Excerpts of bounding box data:

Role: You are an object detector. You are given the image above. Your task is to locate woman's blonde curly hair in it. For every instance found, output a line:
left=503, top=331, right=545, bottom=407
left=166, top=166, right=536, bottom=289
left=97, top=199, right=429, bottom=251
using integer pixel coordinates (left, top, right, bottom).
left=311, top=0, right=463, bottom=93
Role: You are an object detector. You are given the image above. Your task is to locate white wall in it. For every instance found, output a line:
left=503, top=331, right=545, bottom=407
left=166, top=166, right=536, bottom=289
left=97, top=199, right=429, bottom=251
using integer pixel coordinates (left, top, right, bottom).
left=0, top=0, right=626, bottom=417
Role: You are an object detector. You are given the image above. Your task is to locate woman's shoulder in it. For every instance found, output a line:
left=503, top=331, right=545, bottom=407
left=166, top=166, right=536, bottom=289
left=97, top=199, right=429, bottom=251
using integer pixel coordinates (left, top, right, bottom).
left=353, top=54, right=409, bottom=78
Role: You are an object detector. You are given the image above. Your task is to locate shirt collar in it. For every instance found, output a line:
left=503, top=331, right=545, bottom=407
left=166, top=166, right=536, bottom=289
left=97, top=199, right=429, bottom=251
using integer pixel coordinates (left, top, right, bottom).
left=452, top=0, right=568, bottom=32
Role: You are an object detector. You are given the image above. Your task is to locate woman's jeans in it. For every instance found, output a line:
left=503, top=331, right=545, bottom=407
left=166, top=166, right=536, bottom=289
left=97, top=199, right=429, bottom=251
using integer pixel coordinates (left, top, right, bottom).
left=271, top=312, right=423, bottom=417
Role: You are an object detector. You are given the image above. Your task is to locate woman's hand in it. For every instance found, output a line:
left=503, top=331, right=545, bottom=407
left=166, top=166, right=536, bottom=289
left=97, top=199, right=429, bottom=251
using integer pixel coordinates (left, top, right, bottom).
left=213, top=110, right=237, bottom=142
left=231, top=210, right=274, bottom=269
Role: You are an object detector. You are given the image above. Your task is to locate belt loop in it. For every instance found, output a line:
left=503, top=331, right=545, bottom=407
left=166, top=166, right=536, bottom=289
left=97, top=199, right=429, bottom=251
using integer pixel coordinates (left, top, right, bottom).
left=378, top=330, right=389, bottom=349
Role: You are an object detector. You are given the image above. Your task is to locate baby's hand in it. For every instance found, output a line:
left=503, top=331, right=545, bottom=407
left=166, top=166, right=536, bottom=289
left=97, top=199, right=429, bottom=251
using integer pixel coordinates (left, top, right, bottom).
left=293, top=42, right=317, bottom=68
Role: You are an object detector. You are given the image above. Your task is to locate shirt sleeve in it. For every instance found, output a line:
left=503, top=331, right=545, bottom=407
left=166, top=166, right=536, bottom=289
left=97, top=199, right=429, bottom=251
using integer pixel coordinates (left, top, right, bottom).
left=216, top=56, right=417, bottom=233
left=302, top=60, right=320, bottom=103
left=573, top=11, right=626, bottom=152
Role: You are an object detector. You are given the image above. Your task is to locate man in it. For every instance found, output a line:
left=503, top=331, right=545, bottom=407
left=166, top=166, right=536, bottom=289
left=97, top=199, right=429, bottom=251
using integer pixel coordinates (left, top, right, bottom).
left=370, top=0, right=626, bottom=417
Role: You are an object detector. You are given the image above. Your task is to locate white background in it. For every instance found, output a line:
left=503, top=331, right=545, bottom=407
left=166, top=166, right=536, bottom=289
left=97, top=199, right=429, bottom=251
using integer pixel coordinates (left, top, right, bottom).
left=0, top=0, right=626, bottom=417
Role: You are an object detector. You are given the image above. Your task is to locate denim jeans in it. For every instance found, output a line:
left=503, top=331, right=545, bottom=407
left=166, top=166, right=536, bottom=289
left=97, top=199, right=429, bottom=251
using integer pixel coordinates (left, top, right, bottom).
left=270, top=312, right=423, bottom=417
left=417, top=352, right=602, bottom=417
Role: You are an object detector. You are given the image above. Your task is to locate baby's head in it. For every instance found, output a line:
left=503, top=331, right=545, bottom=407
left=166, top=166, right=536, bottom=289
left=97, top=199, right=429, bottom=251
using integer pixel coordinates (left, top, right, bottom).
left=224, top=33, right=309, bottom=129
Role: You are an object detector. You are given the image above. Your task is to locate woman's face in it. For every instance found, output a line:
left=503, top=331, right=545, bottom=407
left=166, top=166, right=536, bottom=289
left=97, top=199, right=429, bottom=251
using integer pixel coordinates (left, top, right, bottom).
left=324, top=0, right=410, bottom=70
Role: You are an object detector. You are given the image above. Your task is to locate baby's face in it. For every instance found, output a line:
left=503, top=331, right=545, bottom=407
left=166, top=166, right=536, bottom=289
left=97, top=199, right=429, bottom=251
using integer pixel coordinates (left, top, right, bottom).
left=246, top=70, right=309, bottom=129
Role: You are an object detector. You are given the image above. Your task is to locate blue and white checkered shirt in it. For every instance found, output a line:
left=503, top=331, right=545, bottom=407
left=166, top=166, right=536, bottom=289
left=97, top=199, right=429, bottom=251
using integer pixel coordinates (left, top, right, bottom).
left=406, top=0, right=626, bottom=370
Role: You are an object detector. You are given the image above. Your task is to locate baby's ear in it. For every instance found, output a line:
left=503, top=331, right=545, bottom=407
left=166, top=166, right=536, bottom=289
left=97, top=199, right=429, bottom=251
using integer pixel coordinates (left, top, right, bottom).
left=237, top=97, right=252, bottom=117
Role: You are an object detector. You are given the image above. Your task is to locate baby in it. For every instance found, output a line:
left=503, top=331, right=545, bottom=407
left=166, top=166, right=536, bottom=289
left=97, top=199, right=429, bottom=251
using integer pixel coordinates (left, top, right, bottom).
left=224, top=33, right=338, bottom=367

Instruction:
Please swap "object detector" for "object locator" everywhere it occurs in the material, and reproduce every line with no other change.

Right answer:
Role: You are an object locator. You are given the image above. Your task is to locate woman's blonde curly hair in it. For every instance found, output a line:
left=503, top=331, right=545, bottom=407
left=166, top=166, right=536, bottom=289
left=97, top=199, right=429, bottom=251
using integer pixel coordinates (left, top, right, bottom).
left=311, top=0, right=463, bottom=93
Role: You are an object locator. You are given the image above. Your task is to locate white wall in it. For every instance found, output a line:
left=503, top=331, right=545, bottom=407
left=166, top=166, right=536, bottom=289
left=97, top=199, right=429, bottom=251
using integer pixel coordinates (left, top, right, bottom).
left=0, top=0, right=626, bottom=417
Role: You are an object locator. You are given the image above. Your task is to locate woman's shoulder in it. For every instance found, output a line:
left=503, top=331, right=545, bottom=407
left=166, top=166, right=536, bottom=289
left=97, top=199, right=429, bottom=251
using integer pixel coordinates (left, top, right, bottom).
left=353, top=54, right=409, bottom=78
Role: You are an object locator. You are given the image above. Your task is to locate shirt collar in it. For every instance found, output a line:
left=503, top=331, right=545, bottom=407
left=166, top=166, right=536, bottom=289
left=97, top=199, right=429, bottom=251
using integer pixel coordinates (left, top, right, bottom).
left=452, top=0, right=568, bottom=32
Role: You are an object locator. You are given the image above. Your task is to locate woman's jeans in it. For every instance found, output a line:
left=503, top=331, right=545, bottom=407
left=166, top=166, right=536, bottom=289
left=97, top=199, right=429, bottom=251
using integer pixel coordinates (left, top, right, bottom).
left=271, top=312, right=423, bottom=417
Role: You are an object locator. You are given the image above. Your task is to locate woman's hand in it. For every instance found, output a line:
left=503, top=331, right=545, bottom=407
left=166, top=166, right=536, bottom=289
left=97, top=199, right=429, bottom=251
using integer pixel coordinates (left, top, right, bottom).
left=213, top=110, right=237, bottom=142
left=231, top=210, right=274, bottom=269
Role: You are an object locator. You are given the image above. Your task is to locate belt loop in it. For every instance found, output a line:
left=503, top=331, right=545, bottom=407
left=166, top=166, right=536, bottom=289
left=97, top=199, right=429, bottom=251
using integer pixel coordinates (left, top, right, bottom).
left=378, top=330, right=389, bottom=349
Role: You are an object locator. You are given the image above. Your task is to locate baby's hand in it. For every instance found, output a line:
left=503, top=331, right=545, bottom=407
left=166, top=166, right=536, bottom=289
left=97, top=199, right=429, bottom=251
using integer pixel coordinates (left, top, right, bottom).
left=293, top=42, right=317, bottom=68
Role: You are an object locator. You are given the image above. Your task is to locate shirt sleeve in it. For every instance found, output a line:
left=503, top=331, right=545, bottom=407
left=166, top=166, right=536, bottom=289
left=97, top=199, right=429, bottom=251
using integer pixel coordinates (left, top, right, bottom).
left=216, top=56, right=417, bottom=233
left=302, top=60, right=320, bottom=103
left=573, top=11, right=626, bottom=152
Role: You are an object locator. You are given the image above. Your task is to locate man in it. For every instance found, output a line:
left=503, top=331, right=545, bottom=407
left=166, top=166, right=536, bottom=289
left=97, top=199, right=429, bottom=251
using integer pixel coordinates (left, top, right, bottom).
left=370, top=0, right=626, bottom=417
Role: You are an object locator. You are given the image above. Your task is to locate white background in it. For every instance found, output a line:
left=503, top=331, right=545, bottom=407
left=166, top=166, right=536, bottom=289
left=97, top=199, right=429, bottom=251
using integer pixel coordinates (left, top, right, bottom).
left=0, top=0, right=626, bottom=417
Role: You are an object locator. You are given the image above. Your task is to locate denim jeans in it. For every instance found, output a line:
left=503, top=331, right=545, bottom=407
left=166, top=166, right=536, bottom=289
left=97, top=199, right=429, bottom=251
using integer pixel coordinates (left, top, right, bottom).
left=270, top=312, right=423, bottom=417
left=417, top=352, right=602, bottom=417
Role: You are an object locator. You are given the image above. Your task is to locate baby's head in it. For every instance found, output a line:
left=503, top=331, right=545, bottom=407
left=166, top=166, right=536, bottom=289
left=97, top=199, right=429, bottom=251
using integer pixel coordinates (left, top, right, bottom).
left=224, top=33, right=309, bottom=129
Role: You are an object locator. You are given the image above. Your task is to locate woman's face in it. For every instance found, output a line:
left=503, top=331, right=545, bottom=407
left=166, top=166, right=536, bottom=289
left=97, top=199, right=429, bottom=251
using integer pixel coordinates (left, top, right, bottom).
left=324, top=0, right=410, bottom=70
Role: You are an object locator. You are given the image above. Your task is to locate baby's face in it. For every instance found, output a line:
left=503, top=331, right=545, bottom=407
left=166, top=166, right=536, bottom=289
left=97, top=199, right=429, bottom=251
using integer pixel coordinates (left, top, right, bottom).
left=246, top=70, right=309, bottom=129
Role: You are an object locator. You are given the image above. Your task is to locate blue and white checkered shirt in it. For every instance found, output a line:
left=503, top=331, right=545, bottom=407
left=166, top=166, right=536, bottom=289
left=97, top=199, right=429, bottom=251
using integer pixel coordinates (left, top, right, bottom).
left=406, top=0, right=626, bottom=370
Role: You are an object locator. You are given the image above. Your task is to locate baby's ear in it. For every instance found, output a line:
left=503, top=331, right=545, bottom=407
left=166, top=166, right=536, bottom=289
left=97, top=199, right=429, bottom=251
using integer pixel coordinates (left, top, right, bottom).
left=237, top=97, right=252, bottom=117
Role: You are an object locator. You are given the image above. Your task is to locate baby in it. For every instance found, output a line:
left=503, top=331, right=545, bottom=407
left=166, top=166, right=536, bottom=289
left=97, top=199, right=429, bottom=251
using integer pixel coordinates (left, top, right, bottom).
left=224, top=33, right=338, bottom=367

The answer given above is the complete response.